▸ Requisitos do problema:
No texto sobre a mudança de tom de Trump perante a epidemia, até quando ordenou o Presidente a extensão das medidas de confinamento?

╭─ Excerto fornecido

Em contextos de crise, uma semana é uma eternidade. Depois de ter repetido durante dias que queria reabrir o país na altura da Páscoa, nomeadamente a 12 de abril, contra todas as indicações dos especialistas de saúde, o Presidente dos Estados Unidos, Donald Trump, deu o braço a torcer pela força da ciência e das imagens dos cadáveres a serem transportados do hospital da sua comunidade natal, Queens, em Nova Iorque.
“Vejam-se os acidentes de viação, que são muito mais do que os números de que estamos a falar”, disse o ocupante da Casa Branca no dia 23 de março, referindo-se às vítimas do novo coronavírus. “Isso não significa que vamos dizer a toda a gente para deixar de conduzir carros”. Ou, como Trump havia dito no Twitter no mesmo dia: “Não podemos deixar que a cura seja pior que a doença”.
Quase uma semana depois, o tom do Presidente mudou drasticamente na conferência de imprensa do último domingo. E acabou por repetir 16 vezes (contagem do Washington Post) a negra estatística do pior cenário possível: a epidemia pode provocar até 2,2 milhões de mortes nos EUA se nada for feito e se os cidadãos não respeitarem as regras de distanciamento social, segundo os modelos de dados estudados pela líder da task force para o coronavírus, Leah Birx, e por Anthony Fauci, diretor do Instituto Nacional de Alergias e Doenças. E o melhor cenário? Até 200 mil mortes.
“Nada seria pior do que declarar vitória antes de a vitória estar ganha”, disse o chefe da Casa Branca. E as imagens vindas do Elmhurst Hospital, em Queens, onde cresceu, aparentam ter-lhe tocado no coração – instalações hospitalares que o Presidente disse conhecer muito bem.
“Tenho assistido às imagens”, confidenciou Trump, referindo-se ao Elmhurst Hospital. “São camiões frigoríficos porque não se consegue lidar com os cadáveres, são muitos. Isto é essencialmente a minha comunidade em Queens – Queens, Nova Iorque. Vi coisas que nunca tinha visto antes. Quer dizer, vi-as, mas vi-as pela televisão, em terras longínquas”. E acrescentou: “Estão a tirar cadáveres de lá, e olha-se para dentro e vê-se sacos pretos com corpos. Dizemos, ‘o que está lá dentro?’ É o Elmhurst Hospital, devem ser suprimentos. Não são suprimentos; são pessoas”. Com isto, ordenou a extensão das medidas de confinamento até ao final de abril.
“Vamos todos morrer um dia”

╰─
╭─ Excertos dos registos

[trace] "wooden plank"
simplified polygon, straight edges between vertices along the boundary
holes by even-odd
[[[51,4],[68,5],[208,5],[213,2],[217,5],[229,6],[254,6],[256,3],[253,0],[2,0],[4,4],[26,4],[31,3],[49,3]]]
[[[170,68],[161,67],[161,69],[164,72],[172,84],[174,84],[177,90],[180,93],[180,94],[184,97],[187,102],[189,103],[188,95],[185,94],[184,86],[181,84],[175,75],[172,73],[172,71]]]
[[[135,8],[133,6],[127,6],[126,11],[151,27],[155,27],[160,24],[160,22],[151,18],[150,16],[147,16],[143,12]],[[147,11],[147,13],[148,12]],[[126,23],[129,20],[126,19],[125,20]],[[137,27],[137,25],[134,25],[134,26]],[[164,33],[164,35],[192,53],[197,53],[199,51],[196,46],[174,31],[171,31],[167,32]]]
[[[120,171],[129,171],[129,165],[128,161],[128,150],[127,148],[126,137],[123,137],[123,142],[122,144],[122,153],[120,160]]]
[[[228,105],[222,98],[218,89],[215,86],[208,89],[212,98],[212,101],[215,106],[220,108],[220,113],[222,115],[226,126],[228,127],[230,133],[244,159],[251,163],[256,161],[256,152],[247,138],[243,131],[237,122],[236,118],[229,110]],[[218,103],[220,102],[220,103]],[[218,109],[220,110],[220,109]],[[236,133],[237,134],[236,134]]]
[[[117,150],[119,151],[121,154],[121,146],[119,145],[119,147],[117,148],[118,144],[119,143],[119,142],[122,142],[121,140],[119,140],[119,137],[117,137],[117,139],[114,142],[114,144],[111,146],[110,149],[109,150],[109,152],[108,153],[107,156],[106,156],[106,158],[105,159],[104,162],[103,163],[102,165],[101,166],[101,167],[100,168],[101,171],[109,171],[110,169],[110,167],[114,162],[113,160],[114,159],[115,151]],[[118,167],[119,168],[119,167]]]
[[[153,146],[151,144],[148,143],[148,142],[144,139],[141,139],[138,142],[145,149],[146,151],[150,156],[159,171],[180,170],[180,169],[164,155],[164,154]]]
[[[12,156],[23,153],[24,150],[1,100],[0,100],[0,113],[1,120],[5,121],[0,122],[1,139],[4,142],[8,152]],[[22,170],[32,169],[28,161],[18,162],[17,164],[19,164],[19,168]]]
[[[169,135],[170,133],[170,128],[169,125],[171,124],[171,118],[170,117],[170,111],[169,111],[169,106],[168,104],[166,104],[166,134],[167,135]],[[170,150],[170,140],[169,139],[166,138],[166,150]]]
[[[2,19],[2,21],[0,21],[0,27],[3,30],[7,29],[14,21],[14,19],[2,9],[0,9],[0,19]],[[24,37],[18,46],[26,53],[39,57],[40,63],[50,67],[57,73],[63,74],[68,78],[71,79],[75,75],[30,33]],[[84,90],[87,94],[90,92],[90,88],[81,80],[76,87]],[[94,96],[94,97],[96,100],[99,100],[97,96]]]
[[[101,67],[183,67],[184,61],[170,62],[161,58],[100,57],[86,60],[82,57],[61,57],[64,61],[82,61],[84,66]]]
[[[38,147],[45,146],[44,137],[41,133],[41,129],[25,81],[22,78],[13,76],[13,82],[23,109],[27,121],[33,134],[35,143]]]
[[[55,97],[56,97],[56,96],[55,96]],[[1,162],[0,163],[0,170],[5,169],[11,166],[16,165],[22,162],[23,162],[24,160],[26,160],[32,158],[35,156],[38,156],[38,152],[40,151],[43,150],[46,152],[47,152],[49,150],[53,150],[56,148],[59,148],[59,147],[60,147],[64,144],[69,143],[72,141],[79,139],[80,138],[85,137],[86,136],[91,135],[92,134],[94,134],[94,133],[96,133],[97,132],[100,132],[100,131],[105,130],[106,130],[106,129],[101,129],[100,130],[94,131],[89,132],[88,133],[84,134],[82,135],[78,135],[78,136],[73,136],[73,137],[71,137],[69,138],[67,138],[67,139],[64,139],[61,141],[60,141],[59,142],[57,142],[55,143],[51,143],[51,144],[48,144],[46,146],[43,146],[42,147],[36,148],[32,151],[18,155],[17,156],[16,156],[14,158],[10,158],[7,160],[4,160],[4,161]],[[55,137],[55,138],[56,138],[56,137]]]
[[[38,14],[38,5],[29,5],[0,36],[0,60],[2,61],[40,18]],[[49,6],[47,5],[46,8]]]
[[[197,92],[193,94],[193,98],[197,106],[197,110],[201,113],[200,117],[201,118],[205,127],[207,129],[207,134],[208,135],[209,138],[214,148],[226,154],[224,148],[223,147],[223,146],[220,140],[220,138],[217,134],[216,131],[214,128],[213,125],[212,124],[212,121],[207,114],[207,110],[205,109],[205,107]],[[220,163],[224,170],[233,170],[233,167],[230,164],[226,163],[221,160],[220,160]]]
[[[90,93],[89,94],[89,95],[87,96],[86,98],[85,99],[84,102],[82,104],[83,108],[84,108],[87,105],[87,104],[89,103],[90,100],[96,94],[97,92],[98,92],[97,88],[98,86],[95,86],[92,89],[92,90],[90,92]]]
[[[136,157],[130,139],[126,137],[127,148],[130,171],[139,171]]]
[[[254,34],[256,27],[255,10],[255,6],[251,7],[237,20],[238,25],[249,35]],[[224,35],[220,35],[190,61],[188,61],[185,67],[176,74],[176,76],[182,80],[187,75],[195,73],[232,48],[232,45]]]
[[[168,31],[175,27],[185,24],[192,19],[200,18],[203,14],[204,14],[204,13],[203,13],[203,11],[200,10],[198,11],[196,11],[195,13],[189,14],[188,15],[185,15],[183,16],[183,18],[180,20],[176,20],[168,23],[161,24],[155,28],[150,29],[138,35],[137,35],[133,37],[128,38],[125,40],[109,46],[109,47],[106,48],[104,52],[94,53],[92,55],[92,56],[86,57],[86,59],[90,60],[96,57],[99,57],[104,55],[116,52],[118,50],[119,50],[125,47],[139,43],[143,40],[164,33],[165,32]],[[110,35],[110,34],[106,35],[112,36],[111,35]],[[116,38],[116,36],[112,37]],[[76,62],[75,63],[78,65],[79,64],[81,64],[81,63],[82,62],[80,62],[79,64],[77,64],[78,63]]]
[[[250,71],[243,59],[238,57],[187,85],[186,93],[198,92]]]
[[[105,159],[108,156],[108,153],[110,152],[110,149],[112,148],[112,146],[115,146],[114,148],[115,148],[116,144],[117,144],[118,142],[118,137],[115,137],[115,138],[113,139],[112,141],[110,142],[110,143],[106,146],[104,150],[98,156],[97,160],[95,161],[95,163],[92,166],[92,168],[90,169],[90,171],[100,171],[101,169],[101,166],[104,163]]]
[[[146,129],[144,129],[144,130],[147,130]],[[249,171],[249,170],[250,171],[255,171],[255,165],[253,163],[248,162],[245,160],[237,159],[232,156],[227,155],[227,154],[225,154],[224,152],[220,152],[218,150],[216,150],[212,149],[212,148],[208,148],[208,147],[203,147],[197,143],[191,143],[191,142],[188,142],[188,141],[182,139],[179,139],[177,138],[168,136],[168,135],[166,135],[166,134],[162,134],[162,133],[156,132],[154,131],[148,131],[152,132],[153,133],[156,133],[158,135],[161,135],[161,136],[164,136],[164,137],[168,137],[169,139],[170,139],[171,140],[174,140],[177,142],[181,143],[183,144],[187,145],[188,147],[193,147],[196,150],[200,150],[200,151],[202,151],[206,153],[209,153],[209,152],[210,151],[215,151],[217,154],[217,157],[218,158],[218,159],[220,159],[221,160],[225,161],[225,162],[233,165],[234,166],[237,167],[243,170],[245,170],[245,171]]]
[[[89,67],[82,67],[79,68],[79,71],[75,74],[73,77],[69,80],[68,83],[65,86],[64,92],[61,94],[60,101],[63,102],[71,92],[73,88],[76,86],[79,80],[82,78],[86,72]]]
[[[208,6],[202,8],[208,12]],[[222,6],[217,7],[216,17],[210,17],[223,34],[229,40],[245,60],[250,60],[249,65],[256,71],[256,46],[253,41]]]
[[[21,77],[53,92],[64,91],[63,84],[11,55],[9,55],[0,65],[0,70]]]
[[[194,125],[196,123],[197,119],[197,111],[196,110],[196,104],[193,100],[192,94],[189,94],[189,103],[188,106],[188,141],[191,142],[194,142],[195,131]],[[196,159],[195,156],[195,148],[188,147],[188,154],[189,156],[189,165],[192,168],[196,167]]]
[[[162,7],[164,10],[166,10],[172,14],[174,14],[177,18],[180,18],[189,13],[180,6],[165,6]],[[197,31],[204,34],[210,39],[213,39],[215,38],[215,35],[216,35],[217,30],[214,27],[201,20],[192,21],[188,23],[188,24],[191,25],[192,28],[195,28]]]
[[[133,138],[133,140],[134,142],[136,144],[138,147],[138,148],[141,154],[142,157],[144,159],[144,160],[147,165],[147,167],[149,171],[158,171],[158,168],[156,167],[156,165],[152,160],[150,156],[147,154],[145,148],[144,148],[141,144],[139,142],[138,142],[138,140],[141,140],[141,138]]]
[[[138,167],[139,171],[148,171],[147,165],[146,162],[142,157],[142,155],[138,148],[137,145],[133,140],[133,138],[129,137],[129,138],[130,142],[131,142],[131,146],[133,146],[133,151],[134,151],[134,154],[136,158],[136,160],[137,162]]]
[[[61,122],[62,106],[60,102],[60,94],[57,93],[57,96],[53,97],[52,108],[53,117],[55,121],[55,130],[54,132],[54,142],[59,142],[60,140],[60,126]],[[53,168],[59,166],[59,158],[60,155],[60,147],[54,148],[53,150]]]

╰─

▸ Solução do problema:
Até ao final de abril.